Maybe you can describe the high level requirement. For example, what kind of native functions. Then we can discuss more generically. As your current description, it looks like externref.

CountBleck commented 3 months ago

Yes, I agree with @HerrCai0907 in that the type that best fits your description is externref. However, externref can't be a class field, because storing values requires them to have an in-memory representation, which externref, being opaque, lacks. If you could store them in memory, it would defeat the whole point (since you could modify it there and load it back).

sasq64 commented 3 months ago

Well I would probably need to store it.

Thinking more about it I guess the clearest would maybe be a type opaque_ptr, that is stored as a u64 or u32 (configurable depending on host) and where the AS side is not allowed to write values into it.

MaxGraey commented 3 months ago

I think you're making up some very far-fetched problem. No one has ever had this problem before. Everyone used usize or u32 for pointers for FFI because WebAssembly itself can address only within 32-bit space (practically nobody supports multi-memory with 64-bit linear space now). Other languages also don't use anything like this for addressing. I think this is because you have not fully understood what linear memory is in WebAssembly and that it cannot be directly mapped from host memory space and vice versa. In any case, you will have to do some actions to normalize the host address space into WebAssembly's linear-indexed space, regardless of the width of the host address word itself

sasq64 commented 3 months ago

I think I just wasn't clear on my use case.

I don't care about pointers/memory in web assembly space at all. I create objects on the native side and just need the wasm/AS side to hold them.

Like, in C I have defined and exported

Button* create_button();
void set_button_color(Button*, uint32_t col);

and from AS I call this like

let btn = env.create_button();
env.set_button_color(btn, 0xff00ff);

The way I handle that now is to generate prototypes like

export declare function create_button(): object

and compile with --use=object=u64 or --use=object=u32 depending on my host platform.

(I repurpose object to let typescript aware editors to not show hundreds of errors for an unknown type).

MaxGraey commented 3 months ago

declare type opaque = number?

But again, it doesn't matter what bitness the host platform has, in any case WebAssembly can only address 32-bit linear space at the moment

sasq64 commented 3 months ago

The size of pointers on the host matters only because I need to store them in the correct sized type on the WASM side, and make sure they are passed correctly from the host (which is a bit tricky with WAMR).

########################################

Continue the discussion thread about holding native host pointers on the AssemblyScript side, picking up after its last comment. The records have nothing to do with the thread.

**MATERIAL SHOWN:**
########################################

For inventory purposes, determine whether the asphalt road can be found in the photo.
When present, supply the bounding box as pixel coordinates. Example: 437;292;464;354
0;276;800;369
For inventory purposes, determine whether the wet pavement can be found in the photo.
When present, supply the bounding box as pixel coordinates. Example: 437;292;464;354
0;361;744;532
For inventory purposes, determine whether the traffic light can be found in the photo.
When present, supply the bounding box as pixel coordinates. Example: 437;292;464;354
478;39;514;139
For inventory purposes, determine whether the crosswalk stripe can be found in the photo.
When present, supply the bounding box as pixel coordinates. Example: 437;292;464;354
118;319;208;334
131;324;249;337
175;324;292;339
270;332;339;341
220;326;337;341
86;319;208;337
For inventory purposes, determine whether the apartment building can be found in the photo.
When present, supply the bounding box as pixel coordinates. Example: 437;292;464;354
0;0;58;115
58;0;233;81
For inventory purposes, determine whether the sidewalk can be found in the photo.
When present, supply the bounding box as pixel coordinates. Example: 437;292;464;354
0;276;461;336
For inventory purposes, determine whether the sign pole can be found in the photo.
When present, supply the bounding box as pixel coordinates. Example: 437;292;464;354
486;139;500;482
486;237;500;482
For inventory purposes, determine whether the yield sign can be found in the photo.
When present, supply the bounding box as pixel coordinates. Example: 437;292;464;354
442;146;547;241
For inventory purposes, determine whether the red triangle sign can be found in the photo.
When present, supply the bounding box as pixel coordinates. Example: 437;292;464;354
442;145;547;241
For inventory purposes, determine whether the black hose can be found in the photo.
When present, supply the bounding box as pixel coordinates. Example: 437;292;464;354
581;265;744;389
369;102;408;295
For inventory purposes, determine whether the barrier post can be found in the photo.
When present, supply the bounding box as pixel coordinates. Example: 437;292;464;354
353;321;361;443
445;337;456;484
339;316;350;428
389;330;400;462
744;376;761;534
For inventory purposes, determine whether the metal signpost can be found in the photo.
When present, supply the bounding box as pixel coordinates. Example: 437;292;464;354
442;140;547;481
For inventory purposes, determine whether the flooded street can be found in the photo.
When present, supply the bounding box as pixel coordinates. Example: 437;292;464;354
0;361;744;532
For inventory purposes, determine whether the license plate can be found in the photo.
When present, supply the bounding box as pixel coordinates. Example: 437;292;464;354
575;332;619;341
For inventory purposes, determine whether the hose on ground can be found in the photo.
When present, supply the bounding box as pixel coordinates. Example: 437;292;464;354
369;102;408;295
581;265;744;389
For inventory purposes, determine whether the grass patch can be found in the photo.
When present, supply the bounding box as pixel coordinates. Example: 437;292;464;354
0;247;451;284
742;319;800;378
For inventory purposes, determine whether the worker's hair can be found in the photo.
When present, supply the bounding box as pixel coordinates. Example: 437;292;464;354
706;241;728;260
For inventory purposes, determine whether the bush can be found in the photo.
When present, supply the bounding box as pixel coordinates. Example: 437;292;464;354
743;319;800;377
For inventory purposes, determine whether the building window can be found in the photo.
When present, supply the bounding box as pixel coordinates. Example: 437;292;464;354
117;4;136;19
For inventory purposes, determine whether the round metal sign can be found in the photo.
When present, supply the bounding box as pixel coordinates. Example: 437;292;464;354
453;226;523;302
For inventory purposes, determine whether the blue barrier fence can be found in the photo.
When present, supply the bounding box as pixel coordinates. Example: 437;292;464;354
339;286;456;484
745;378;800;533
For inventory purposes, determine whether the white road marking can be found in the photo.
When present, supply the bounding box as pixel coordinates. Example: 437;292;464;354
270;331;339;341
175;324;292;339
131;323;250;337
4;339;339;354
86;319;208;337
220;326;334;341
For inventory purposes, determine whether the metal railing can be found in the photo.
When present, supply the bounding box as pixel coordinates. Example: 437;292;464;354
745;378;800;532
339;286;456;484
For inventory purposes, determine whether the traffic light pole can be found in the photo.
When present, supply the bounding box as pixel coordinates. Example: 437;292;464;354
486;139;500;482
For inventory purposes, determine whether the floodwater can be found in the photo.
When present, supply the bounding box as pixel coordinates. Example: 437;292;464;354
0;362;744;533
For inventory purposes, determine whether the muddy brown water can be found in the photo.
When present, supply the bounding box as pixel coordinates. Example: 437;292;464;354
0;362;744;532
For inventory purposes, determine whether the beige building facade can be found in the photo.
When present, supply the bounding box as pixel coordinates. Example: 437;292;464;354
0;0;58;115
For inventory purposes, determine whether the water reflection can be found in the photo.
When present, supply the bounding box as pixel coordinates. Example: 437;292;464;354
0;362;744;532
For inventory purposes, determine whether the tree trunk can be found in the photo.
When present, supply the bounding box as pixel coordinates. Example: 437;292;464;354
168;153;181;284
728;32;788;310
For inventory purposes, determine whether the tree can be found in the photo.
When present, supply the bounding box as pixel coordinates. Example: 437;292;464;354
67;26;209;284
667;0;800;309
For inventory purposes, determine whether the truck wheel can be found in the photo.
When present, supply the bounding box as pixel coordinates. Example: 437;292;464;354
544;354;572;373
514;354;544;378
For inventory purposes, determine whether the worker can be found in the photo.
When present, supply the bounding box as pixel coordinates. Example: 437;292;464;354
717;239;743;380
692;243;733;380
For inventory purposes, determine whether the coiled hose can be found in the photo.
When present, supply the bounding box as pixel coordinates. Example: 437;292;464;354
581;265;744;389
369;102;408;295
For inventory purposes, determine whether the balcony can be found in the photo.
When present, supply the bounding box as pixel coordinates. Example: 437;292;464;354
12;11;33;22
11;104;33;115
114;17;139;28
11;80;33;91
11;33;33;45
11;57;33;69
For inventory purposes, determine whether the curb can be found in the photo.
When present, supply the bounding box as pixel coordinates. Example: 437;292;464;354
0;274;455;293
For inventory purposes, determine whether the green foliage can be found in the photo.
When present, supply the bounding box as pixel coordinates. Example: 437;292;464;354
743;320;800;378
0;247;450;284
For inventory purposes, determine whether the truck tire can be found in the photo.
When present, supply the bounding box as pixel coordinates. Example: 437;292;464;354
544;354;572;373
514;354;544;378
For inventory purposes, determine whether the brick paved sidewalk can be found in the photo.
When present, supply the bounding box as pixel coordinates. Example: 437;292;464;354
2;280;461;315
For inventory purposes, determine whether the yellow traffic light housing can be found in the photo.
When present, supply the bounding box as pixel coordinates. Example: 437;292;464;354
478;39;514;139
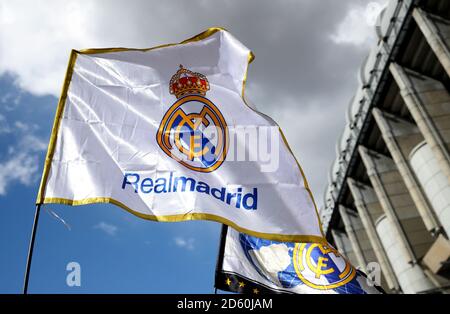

########################################

**WRITTEN RESPONSE:**
And the size of the WASM memory space does not matter at all.

HerrCai0907 commented 3 months ago

You should use u64 to store host pointer if you want to consider compatibility for 64bit host machine and 32bit host machine. Otherwise it is not a reusable wasm module in different host.

sasq64 commented 3 months ago

The problem is that a native function void hey(void* ptr) will need a different signature depending on the host. I would have to wrap all functions that takes pointers like;

void hey2(uint64_t data) {
  assert(data & 0xffffffff00000000 == 0);
  hey((void*)data);
}

And the default target is a 32-bit microcontroller so I don't like the added indirection and complexity just to support the desktop (debug) version...

But ideally, yes, I would like to avoid a "dynamic" type like this.

HerrCai0907 commented 3 months ago

I recommend to use externref for this case.

sasq64 commented 3 months ago

As mentioned above I will probably eventually want to store it, so I don't want to use that.

dcodeIO commented 3 months ago

Just in case it's useful: If necessary, could also emulate what externref + a table would natively provide by maintaining a custom index => ptr mapping on the host side and passing only the (32-bit) index through Wasm. By passing around the index, the Wasm can't somehow corrupt a pointer value.

CountBleck commented 3 months ago

While that might generally be a good idea on the web, that probably has a performance hit. That's okay if manipulating native pointers is a security concern though...

@sasq64 are you running untrusted code on the microcontroller?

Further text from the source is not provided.